[What is needed]: Can you copy the review text word for word, from "Part One, the" to "our family drama."?

[Exercise text]:
--------------------------------------------------

Part One, the heftiest section, worthy to stand on its own as a separate volume, serves as the Genesis, the creation story of the collection, as it introduces the origin of the book’s structure along which uncanny parallels to the speaker’s life are plotted:

     Around then, I read my father’s 1960s Compass copy of Arthur Miller's
     "Death of a Salesman" and began to understand why his sister called
     him Willy Loman. He had eaten the dream and it made him sick...But
     my father’s sister never stopped with the Willy Loman talk, and so we
     seemed to be acting that play as our family drama.
(“AUTOCORRECTING THE LYRIC I”)

From a longstanding intimacy with the American drama—“This entire book is in love with Death of a Salesman by Arthur Miller, and has been in conversation with it for a good, long time,” according to Powell’s notes—and subsequent internalization, a world is created into which the title character is called forth from the a shadowy subterranean of unconsciousness, or “my doppelgänger under the bed, snoring and talking and laughing in her sleep,” to inhabit this world with full autonomy: “I read it again and again, until the doppelgänger moved from under the bed to the top bunk.”

Powell’s doppelgänger is an alchemic tour de force, deftly echoing Plath: “and then I knew what to do. / I made a model of you,” claims a poem also titled “Daddy.” Willy Loman’s daughter, paradoxically whole and black hole, becomes the self into which other selves, shattered “the way the Rolling Stones sing about” by seismic psychological pressures, are absorbed. Because the doppelgänger can successfully assimilate undifferentiated cultural identities—

            Let’s say I’m fusion of cold borscht and finger sandwiches on white. I'm
            matzo ball Jew Bagel and thrifty Campbell’s soup with dried parsley
            don’t-worry-about-me luncheon. I’m noodle kugel and I’m turkey divan
            casserole. I’m Bubbeleh and I’m Dearie. I’m Ma and I’m Mummy. I’m
            the Episcojew, and I am strong and not strong! I have a family tartan
            and a silence in the Vilnius ghetto. I cannot be buried in the holy land
            but I cannot be cremated. I am passing and have passed, heard the
            murmurs of lovely & also ... Dirty Jews, Fucking Gentiles.

—as well as the trauma of sexual abuse—

                                                …small child who is taken into a room with
             an ex-convict and made to drink peppermint schnapps and lie on his
            polyester orange and yellow bed and black out until she walks from
            the room and is shown his medals of valor from a war she doesn't
            understand. She didn’t know peppermint that way until she came
            to dislike the sunniest days. (“Sense  Memory: (Re)-Experiencing Time Travel”)

--------------------------------------------------

[Items stored from a collection]

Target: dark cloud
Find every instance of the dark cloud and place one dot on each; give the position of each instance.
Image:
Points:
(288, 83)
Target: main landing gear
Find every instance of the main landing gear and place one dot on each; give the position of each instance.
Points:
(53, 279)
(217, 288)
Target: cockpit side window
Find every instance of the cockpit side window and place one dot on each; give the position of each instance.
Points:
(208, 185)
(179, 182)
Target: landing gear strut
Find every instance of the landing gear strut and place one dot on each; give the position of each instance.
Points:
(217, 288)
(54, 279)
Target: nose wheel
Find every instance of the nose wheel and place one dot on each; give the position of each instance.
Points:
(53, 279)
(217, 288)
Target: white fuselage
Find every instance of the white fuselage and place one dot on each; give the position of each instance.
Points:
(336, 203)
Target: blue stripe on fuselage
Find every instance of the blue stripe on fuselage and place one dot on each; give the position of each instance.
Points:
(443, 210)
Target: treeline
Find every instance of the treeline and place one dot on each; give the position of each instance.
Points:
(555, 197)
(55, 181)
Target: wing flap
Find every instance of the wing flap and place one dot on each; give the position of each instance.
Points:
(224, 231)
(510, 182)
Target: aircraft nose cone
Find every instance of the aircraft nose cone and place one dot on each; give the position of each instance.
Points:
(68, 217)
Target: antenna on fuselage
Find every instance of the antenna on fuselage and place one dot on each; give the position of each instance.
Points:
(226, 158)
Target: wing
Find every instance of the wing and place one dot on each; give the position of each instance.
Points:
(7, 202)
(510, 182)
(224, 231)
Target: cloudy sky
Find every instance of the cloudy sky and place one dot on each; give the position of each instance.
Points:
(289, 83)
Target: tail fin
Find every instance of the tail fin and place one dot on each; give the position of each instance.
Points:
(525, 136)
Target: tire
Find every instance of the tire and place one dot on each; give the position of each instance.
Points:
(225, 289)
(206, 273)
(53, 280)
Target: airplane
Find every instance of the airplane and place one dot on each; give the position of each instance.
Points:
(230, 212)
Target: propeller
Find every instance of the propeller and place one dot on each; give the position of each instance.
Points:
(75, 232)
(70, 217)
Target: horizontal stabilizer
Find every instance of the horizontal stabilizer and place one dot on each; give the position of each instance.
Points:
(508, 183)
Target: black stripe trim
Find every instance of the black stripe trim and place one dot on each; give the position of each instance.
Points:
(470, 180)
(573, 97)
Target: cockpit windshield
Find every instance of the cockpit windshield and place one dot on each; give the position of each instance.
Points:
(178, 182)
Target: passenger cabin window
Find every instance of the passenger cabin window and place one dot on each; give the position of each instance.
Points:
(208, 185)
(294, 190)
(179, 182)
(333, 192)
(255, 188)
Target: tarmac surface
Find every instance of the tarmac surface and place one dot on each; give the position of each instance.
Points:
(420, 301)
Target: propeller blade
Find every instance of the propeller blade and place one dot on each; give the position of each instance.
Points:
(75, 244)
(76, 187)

--------------------------------------------------

[Exercise solution]:
Part One, the heftiest section, worthy to stand on its own as a separate volume, serves as the Genesis, the creation story of the collection, as it introduces the origin of the book’s structure along which uncanny parallels to the speaker’s life are plotted:

     Around then, I read my father’s 1960s Compass copy of Arthur Miller's
     "Death of a Salesman" and began to understand why his sister called
     him Willy Loman. He had eaten the dream and it made him sick...But
     my father’s sister never stopped with the Willy Loman talk, and so we
     seemed to be acting that play as our family drama.